• **RECORDS FOR THIS TASK**
+--
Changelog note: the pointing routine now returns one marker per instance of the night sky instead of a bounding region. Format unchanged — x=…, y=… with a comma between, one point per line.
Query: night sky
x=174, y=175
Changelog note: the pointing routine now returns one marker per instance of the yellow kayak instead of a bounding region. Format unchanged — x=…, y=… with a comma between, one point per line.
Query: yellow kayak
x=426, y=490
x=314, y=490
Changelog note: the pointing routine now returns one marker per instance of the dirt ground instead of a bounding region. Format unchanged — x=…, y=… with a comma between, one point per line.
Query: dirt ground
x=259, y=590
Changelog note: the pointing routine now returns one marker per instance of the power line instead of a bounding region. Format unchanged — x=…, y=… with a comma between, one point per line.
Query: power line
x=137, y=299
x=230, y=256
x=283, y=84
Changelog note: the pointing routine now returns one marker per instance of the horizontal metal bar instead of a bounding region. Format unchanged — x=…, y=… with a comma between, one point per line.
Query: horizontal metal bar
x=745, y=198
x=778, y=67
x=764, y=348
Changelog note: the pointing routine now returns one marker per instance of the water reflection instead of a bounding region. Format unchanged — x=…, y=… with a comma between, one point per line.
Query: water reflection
+--
• **DESCRIPTION OF THE TASK**
Restate word for word the lines from the line containing "Query: power line" through the last line of the listing, inclusive, and nothing beyond them.

• **OUTPUT OF THE EXERCISE**
Query: power line
x=137, y=299
x=230, y=256
x=283, y=84
Changelog note: the pointing routine now returns one marker per instance of the horizontal metal bar instead of a bounding region. Format unchanged — x=…, y=… with a comma between, one point per line.
Query: horizontal metal bar
x=745, y=198
x=778, y=67
x=764, y=348
Changelog note: the pointing routine now returns one marker per instance of the water reflection instead of a bounding region. Format unchanged — x=…, y=… with a comma between, one point per line.
Query: water reflection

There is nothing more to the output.